▶ **Written instruction**
Copy out every record precisely.

[Excerpts of location labeling data]

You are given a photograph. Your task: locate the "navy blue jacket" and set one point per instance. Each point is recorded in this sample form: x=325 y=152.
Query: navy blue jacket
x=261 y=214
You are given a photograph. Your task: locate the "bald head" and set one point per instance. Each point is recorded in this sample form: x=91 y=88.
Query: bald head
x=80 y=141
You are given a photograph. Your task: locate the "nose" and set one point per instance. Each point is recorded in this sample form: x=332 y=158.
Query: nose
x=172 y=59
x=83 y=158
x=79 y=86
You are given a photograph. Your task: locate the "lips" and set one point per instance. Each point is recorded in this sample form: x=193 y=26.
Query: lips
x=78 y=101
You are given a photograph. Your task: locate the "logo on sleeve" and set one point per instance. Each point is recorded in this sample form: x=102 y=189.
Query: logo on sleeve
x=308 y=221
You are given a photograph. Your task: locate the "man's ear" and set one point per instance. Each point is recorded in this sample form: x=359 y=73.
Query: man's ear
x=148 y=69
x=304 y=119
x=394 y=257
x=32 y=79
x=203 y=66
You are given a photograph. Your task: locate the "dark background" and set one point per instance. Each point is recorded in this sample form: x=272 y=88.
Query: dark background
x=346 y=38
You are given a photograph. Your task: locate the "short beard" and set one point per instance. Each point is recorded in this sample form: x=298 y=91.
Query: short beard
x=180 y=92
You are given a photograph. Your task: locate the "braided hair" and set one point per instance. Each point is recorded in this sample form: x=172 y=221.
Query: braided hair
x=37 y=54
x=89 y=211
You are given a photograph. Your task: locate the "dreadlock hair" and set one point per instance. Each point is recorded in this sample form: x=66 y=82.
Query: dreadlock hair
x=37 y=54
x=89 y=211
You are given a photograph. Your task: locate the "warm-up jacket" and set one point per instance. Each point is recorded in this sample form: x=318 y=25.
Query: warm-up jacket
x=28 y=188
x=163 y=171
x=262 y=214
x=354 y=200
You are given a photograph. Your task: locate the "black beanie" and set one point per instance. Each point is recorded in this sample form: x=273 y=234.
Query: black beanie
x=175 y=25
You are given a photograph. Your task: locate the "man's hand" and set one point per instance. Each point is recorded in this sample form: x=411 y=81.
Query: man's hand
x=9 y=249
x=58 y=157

▶ **Final result**
You are given a photograph. Your task: locate the "navy blue jacket" and set one point per instance. Each point is recorded in this sample form: x=325 y=152.
Query: navy blue jacket
x=261 y=214
You are given a photograph. Your task: locate the "bald head" and set one point per instance. Each point is recorded in this sample form: x=91 y=88.
Query: bald head
x=80 y=141
You are given a photograph. Your task: locate the "nose" and set one point per instance. Each point is recorded in this sample form: x=332 y=158.
Query: nose
x=172 y=59
x=83 y=158
x=79 y=86
You are given a photograph. Your task: locate the "lips" and set one point per instance. Each point is recorded in this sample form: x=193 y=26.
Query: lips
x=78 y=101
You are given a photograph. Your task: locate the "logo on sleeve" and set one point per instance. Each point is recorded in this sample form: x=102 y=189.
Query: logo on sleeve
x=308 y=221
You are given a photograph. Your task: locate the "man's ear" and set one point per instance. Each point is recorded in this sample form: x=359 y=73.
Query: man's ear
x=148 y=69
x=304 y=119
x=394 y=257
x=32 y=79
x=203 y=66
You are given a photograph. Your task: locate the "dark background" and set one point per instance. Each point is recorded in this sample form: x=272 y=88.
Query: dark background
x=346 y=38
You are given a photograph. Your task: locate the "short beard" and set one point per instance. Each point is recorded in this sample form: x=298 y=91.
Query: short beard
x=180 y=92
You are given a photograph. Your task: locate the "braided hair" and set one point per instance. Each point is recorded in this sample form: x=172 y=221.
Query: braided hair
x=37 y=54
x=89 y=211
You are given a photograph. Your task: locate the "dreadlock hair" and set one point per instance. Each point is recorded in this sample form: x=66 y=82.
Query: dreadlock hair
x=37 y=54
x=89 y=211
You are given a photograph. Your task: locate the "warm-up jacket" and set one point per instance. Each point is recorded in this sample form: x=318 y=25.
Query: warm-up jacket
x=28 y=188
x=163 y=171
x=262 y=214
x=354 y=200
You are given a photograph. Your task: locate the "black beanie" and set one point per instance. Each point is recorded in this sample form: x=273 y=234.
Query: black beanie
x=175 y=25
You are given a photograph. Your task: locate the "man's hand" and set one point per instance. Each point is recorded in this sample form: x=411 y=81.
Query: man's hand
x=9 y=249
x=58 y=157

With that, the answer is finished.